WORKING DATA:
....
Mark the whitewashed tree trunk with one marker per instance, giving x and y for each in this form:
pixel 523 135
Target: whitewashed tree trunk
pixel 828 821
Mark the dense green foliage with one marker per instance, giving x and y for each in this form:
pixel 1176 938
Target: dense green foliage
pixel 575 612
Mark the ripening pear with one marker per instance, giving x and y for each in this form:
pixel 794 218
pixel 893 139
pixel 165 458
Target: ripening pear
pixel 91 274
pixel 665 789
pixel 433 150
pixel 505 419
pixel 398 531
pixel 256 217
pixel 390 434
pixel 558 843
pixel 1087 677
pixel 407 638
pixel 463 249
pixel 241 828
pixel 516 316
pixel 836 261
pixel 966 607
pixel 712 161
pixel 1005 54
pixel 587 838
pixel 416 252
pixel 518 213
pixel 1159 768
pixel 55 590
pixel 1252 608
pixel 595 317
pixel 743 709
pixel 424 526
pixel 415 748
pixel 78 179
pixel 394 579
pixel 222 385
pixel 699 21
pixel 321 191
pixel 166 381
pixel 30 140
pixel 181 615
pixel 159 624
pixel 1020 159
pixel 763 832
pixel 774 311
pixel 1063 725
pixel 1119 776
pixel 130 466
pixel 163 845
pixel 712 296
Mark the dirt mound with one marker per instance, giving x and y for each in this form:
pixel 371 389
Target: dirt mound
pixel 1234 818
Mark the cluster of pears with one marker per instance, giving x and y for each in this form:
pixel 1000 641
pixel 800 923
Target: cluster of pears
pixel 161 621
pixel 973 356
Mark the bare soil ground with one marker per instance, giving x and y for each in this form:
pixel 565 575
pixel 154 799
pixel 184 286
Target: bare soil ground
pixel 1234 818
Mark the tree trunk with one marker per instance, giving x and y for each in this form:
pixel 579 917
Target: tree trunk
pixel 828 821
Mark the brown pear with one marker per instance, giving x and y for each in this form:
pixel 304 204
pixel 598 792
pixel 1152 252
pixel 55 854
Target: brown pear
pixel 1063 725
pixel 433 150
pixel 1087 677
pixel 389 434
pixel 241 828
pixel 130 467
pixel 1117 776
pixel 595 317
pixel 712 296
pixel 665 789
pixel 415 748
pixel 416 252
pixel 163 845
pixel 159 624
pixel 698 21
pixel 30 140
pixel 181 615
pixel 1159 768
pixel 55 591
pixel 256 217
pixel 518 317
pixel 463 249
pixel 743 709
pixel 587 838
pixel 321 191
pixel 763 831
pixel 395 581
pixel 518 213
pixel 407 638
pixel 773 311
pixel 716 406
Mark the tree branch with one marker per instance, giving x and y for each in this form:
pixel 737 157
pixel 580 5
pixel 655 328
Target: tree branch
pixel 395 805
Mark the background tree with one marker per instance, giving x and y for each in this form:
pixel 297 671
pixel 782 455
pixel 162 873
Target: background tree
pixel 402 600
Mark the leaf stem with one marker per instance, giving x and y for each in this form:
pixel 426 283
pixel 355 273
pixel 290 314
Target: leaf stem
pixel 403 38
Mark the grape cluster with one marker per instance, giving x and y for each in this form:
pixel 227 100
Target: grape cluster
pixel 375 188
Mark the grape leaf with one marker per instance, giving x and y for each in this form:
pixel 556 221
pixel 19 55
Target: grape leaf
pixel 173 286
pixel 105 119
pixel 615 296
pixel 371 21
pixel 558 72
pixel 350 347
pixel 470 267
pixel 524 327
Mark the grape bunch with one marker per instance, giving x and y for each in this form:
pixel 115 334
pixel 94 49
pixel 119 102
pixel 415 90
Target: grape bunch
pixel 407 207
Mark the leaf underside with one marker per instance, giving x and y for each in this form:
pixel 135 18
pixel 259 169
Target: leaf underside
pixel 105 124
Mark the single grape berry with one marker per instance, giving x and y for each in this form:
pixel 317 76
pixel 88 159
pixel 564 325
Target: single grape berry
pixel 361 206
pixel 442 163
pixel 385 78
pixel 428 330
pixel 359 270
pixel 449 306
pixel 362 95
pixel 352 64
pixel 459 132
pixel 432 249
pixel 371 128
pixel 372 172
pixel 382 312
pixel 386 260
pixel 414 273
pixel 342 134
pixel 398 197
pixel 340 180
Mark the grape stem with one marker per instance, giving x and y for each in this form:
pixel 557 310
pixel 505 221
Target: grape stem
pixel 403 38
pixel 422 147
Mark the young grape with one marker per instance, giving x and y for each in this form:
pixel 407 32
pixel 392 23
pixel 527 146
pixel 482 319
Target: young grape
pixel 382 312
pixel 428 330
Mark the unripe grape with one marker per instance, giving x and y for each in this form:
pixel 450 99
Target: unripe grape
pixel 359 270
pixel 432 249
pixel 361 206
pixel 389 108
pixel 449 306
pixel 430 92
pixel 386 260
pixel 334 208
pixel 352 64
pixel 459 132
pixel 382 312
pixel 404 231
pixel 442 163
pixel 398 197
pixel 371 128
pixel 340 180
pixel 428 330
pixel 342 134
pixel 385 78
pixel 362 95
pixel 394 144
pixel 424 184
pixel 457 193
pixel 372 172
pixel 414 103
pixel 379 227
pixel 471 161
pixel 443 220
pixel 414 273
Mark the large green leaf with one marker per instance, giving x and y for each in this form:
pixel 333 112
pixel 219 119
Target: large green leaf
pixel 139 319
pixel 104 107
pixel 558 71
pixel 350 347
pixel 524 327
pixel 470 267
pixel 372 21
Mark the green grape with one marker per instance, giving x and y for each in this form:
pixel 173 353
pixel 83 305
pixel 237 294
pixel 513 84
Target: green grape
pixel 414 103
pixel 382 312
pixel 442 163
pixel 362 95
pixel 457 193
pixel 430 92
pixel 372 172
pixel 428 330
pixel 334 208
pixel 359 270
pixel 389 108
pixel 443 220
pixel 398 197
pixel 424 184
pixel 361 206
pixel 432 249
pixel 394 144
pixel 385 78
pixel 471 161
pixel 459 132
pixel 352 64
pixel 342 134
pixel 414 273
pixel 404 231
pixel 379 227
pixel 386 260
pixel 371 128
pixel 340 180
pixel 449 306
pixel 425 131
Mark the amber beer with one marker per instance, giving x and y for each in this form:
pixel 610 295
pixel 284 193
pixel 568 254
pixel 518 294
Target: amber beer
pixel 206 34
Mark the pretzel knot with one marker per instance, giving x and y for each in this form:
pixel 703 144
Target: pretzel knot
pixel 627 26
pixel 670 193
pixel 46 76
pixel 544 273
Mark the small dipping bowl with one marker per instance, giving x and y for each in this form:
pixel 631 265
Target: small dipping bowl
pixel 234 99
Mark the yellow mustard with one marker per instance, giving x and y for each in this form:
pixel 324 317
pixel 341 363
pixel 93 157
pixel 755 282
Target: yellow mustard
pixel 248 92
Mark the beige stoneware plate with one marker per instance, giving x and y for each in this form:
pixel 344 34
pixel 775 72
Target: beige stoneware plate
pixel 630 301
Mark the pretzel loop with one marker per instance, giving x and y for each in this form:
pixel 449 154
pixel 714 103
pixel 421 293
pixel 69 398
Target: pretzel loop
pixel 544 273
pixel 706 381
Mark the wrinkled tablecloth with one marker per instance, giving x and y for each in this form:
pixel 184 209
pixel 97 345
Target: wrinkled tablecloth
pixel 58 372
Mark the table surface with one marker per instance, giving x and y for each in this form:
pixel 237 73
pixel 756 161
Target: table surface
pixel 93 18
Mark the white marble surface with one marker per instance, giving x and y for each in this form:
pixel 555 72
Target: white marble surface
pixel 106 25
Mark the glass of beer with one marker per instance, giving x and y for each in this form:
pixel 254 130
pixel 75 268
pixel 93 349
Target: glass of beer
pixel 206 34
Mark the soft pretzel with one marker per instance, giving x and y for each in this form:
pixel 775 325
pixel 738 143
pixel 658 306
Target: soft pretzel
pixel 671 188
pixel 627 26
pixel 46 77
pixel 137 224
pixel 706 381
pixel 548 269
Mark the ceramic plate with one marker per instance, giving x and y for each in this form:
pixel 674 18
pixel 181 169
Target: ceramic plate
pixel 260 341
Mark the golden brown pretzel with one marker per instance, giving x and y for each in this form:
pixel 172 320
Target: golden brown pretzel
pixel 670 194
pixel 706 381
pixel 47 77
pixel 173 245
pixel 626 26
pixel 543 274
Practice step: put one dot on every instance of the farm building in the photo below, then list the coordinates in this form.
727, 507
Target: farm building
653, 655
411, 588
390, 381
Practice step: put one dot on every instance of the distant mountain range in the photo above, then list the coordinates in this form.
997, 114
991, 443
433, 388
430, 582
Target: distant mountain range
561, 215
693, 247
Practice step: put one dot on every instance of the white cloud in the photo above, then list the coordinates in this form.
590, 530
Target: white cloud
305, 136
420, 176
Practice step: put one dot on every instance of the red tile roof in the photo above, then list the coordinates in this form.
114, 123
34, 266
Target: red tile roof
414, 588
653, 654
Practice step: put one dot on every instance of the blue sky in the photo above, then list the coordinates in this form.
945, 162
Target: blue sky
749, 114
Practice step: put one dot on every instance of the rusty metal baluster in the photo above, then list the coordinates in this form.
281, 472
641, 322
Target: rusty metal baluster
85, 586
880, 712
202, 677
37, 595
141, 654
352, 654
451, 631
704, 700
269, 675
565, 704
....
PROBLEM STATEMENT: Only the lines from the top of the data through the line that contains "Mark the dense" should be quoted, exactly as they stand.

RESPONSE:
Mark the whitewashed tree trunk with one marker per instance, giving x and y for each in this form:
pixel 523 135
Target: whitewashed tree trunk
pixel 828 821
Mark the dense green foliage with one marker per instance, giving x and y for each in this form:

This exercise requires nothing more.